◆ Records provided
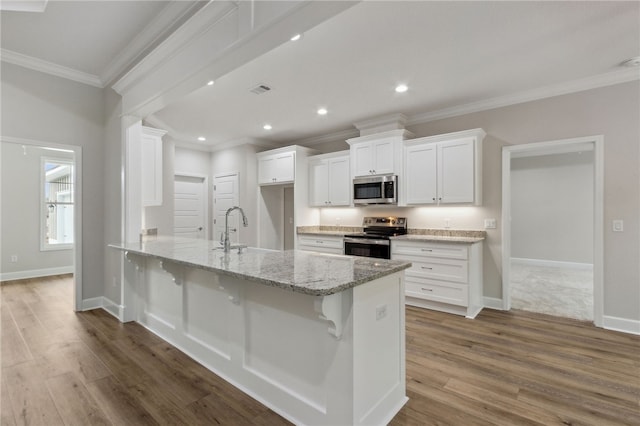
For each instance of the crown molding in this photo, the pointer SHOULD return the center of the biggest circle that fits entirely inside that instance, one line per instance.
(47, 67)
(602, 80)
(161, 25)
(203, 20)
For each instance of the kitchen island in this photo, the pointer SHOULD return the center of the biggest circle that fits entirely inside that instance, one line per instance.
(317, 338)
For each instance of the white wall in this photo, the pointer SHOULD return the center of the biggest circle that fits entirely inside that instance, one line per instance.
(610, 111)
(45, 108)
(21, 211)
(552, 207)
(243, 161)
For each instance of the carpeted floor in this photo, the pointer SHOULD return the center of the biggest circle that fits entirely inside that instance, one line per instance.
(562, 292)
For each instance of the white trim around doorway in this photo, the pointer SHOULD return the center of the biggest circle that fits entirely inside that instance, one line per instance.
(77, 230)
(557, 147)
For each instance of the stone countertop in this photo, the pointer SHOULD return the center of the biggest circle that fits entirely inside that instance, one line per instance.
(437, 238)
(300, 271)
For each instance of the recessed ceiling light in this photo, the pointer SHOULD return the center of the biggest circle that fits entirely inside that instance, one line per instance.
(631, 62)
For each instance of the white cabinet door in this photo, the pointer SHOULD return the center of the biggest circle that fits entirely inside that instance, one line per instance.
(363, 159)
(383, 158)
(151, 167)
(456, 171)
(420, 174)
(285, 167)
(319, 183)
(339, 182)
(276, 168)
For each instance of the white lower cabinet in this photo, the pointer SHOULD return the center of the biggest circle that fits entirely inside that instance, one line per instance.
(322, 244)
(443, 276)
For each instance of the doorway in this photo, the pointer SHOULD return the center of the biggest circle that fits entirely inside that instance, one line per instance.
(43, 234)
(190, 206)
(553, 228)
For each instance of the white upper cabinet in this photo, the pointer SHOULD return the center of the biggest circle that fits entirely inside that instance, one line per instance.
(444, 169)
(420, 174)
(377, 154)
(373, 158)
(329, 180)
(151, 167)
(276, 168)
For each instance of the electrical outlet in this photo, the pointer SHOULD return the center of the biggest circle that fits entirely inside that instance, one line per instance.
(618, 225)
(381, 312)
(490, 224)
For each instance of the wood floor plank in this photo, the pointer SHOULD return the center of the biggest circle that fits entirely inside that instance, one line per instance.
(118, 403)
(14, 349)
(74, 402)
(30, 399)
(502, 368)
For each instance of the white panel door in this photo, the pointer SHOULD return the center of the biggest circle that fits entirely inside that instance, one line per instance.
(456, 171)
(189, 218)
(225, 196)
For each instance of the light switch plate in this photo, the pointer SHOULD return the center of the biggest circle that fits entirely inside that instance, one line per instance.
(490, 224)
(618, 225)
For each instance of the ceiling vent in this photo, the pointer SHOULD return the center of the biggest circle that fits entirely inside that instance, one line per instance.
(260, 89)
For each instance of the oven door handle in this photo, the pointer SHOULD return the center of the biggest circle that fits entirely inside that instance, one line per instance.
(367, 241)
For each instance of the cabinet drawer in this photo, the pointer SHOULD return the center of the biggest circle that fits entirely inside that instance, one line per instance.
(438, 269)
(329, 250)
(311, 241)
(442, 250)
(451, 293)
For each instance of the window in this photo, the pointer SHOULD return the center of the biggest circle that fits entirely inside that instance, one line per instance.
(57, 197)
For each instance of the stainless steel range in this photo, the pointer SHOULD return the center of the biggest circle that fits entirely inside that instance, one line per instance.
(375, 240)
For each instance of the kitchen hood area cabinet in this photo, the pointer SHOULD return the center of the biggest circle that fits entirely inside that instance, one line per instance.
(377, 154)
(329, 180)
(444, 169)
(276, 168)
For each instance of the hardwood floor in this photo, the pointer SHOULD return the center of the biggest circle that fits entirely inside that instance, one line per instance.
(503, 368)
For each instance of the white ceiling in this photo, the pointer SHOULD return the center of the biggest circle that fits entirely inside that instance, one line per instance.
(454, 56)
(449, 54)
(101, 39)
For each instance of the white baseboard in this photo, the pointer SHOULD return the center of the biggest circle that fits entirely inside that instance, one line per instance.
(621, 324)
(92, 303)
(493, 303)
(551, 263)
(113, 308)
(36, 273)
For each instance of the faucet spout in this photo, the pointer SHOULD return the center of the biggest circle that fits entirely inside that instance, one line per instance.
(245, 223)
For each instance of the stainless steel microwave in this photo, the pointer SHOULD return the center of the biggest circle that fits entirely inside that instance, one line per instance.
(382, 189)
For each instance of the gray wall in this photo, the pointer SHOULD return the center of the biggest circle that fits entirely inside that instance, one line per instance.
(50, 109)
(21, 210)
(610, 111)
(552, 207)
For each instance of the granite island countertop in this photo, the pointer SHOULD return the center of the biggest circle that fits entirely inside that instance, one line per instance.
(305, 272)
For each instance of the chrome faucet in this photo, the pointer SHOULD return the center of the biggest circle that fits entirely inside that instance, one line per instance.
(226, 244)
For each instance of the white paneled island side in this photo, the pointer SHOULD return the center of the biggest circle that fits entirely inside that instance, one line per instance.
(318, 338)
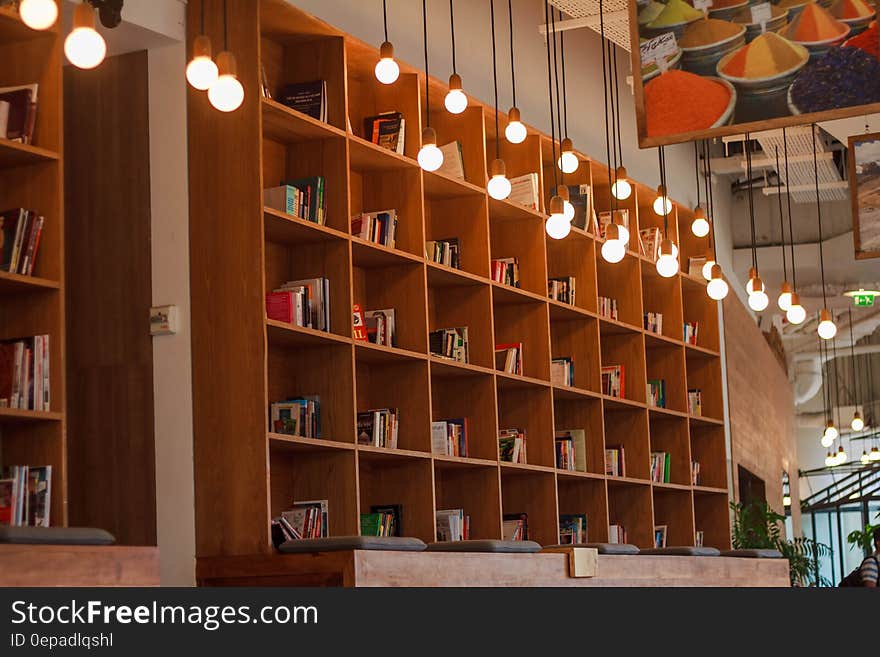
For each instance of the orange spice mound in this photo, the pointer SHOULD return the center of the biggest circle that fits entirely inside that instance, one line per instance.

◆ Short task
Reproduce every record word for word. The copy must contain no pictures.

◆ Answer to the task
For each instance of the crown molding in this photo, the pointer SHOULD return the center of the biggest circle that fits entirely inside that instance, one line per instance.
(47, 67)
(602, 80)
(161, 25)
(203, 20)
For each instance of the kitchen island in this photo, the pointer SHOULD return the center of the biggest circle that fits entirely inside that instance, one line per instance.
(317, 338)
For each instance of the white wall in this photo, the pointer SHOULD return the center of the biggest circle that fits entirely inside that instance, one line per instance.
(610, 111)
(45, 108)
(21, 211)
(552, 207)
(243, 161)
For each instance of the carpeted floor in this photo, the pointer SHOULD return the center of the biggest circle that fits entirely inside that instance, one line per instance.
(562, 292)
For each instance of the white trim around doorway in this photo, the pointer SHOULD return the center of the biggest circle that fits entirely inside that instance, one line per instance.
(77, 230)
(557, 147)
For each instance of the stone countertop in this photo, the pointer SHOULD return the center of the biggest circle that fits entirely inside that instance, one line per instance.
(437, 238)
(300, 271)
For each instance of the recessed ceiling light in this photo, the pointer SHOULD return the center of the biggest circle that fits entirely inside that instance, one line per instance.
(631, 62)
For each instance of the white cabinet door in this photo, the pointer SHOULD return the center of the biggest circle that fits entirely inside that instance, one line per instance.
(363, 159)
(383, 158)
(151, 167)
(456, 171)
(420, 174)
(285, 167)
(319, 183)
(339, 182)
(276, 168)
For each instance of the white lower cabinet in this photo, the pointer SHOULD return the center of the biggest circle that fits entirely inside that instance, one line per instance.
(322, 244)
(443, 276)
For each instance of the doorway in this photo, the pointer SHOULD return the center of the biggest circle that fits entirely inside that instance, one line per instance.
(43, 234)
(190, 206)
(553, 228)
For each instance of the white upper cabinet in this photo, the pointer SHOULD return the center of the biggest circle that fits entirely inside that instance, one line per instance.
(444, 169)
(420, 174)
(377, 154)
(373, 158)
(329, 180)
(151, 167)
(276, 168)
For each instance of the electrical outlet in this photo, the pointer SHOULD return the center of the biggest circle that fits entirely inside that instance, one line per instance.
(618, 225)
(381, 312)
(490, 224)
For each instance of the wood floor plank in this photo, the pointer SHOULD return the center of the biggest circle that fits entirely inside that instance, one line per instance.
(118, 403)
(14, 349)
(74, 402)
(30, 399)
(502, 368)
For each instance of the white panel door in this photo, the pointer SHOULD return the center of the biggest circle that fits entirely inside that instance, one line per instance.
(456, 171)
(189, 218)
(225, 196)
For each instance of the light switch plate in this photo, the pointer SHOULD return the center of the biggest circle that fits entirely inside that instance, one line per instance.
(490, 224)
(618, 225)
For each instance of the ceiling vent in this photo, the pointer SHOULD return the center of the biggest circle that fits entirely inside that instance, one line per instance.
(260, 89)
For each instance of the oven door handle in this photo, the pointer SHOULD return the center of the biggest circle that fits entirely inside that instance, one line per instance.
(367, 241)
For each instance of the cabinet drawer in this photo, the pointer SHOULD return the center of the biggest circle that fits entirely inside that instance, one line per instance.
(438, 269)
(329, 250)
(311, 241)
(442, 250)
(451, 293)
For each instance of the window in this photo, the pointer SHOULD return the center of the biggest circle that fits entirely inside that instance, one line per instance.
(57, 197)
For each instance of the stainless steel range in this photo, the pointer SHOULD return the center of the biggest circle that fits entirely inside that instance, one line per instance.
(375, 240)
For each instance of the kitchen hood area cabinet in this photo, the pointer SHOULD return the center of the biggest circle that fits entirely inside that instance, one line per instance.
(377, 154)
(329, 180)
(444, 169)
(276, 168)
For each instance of the hardwood floor in this photo, the pointer SHOULD return the center of the biggest circle that fits entirely inside that instance, one line per instance.
(503, 368)
For each instance of the white ceiling in this photo, the pointer SHOULD return the center of the biggest circle that fits entirely inside that instance, one line per instance.
(454, 56)
(449, 54)
(101, 39)
For each instance of the white baseboard in this photo, the pointer SHOULD return the center of the biggest circle that fits entirely inside that instance, one line per instance.
(621, 324)
(92, 303)
(493, 303)
(551, 263)
(113, 308)
(36, 273)
For each instance of the faucet spout in this photo, the pointer SHOULD return the center of the biggest circle that fits entirely inside that instance, one line per instance.
(245, 223)
For each instance of the stainless steel microwave in this photo, the pointer SHOULD return the center of the biggest circle that fits entirely inside that instance, one line per instance.
(382, 189)
For each instance of the gray wall in this photo, the pointer SHOULD return the center of the biggest circle that fits entirely inside that instance, one line per instance.
(50, 109)
(21, 210)
(610, 111)
(552, 207)
For each instance of the granite island countertop in this photo, the pointer SHOULD return the center of the biggest circle that fits entirely inside that instance, one line per instance.
(305, 272)
For each instance of the chrome faucet in this photo, the pointer SHOULD return the center of the biggest circle that fits entirely inside that instance, one line per instance.
(226, 244)
For each instance of the white paneled island side in this photo, the pointer SHOULD return the center of the biggest circle that fits entirely inside that instance, one line per instance.
(318, 338)
For each instance of the orange spice mound in this photo, the pointer SHOULD return the center of the biggest circle that fits entirely inside that instance, one line per instance.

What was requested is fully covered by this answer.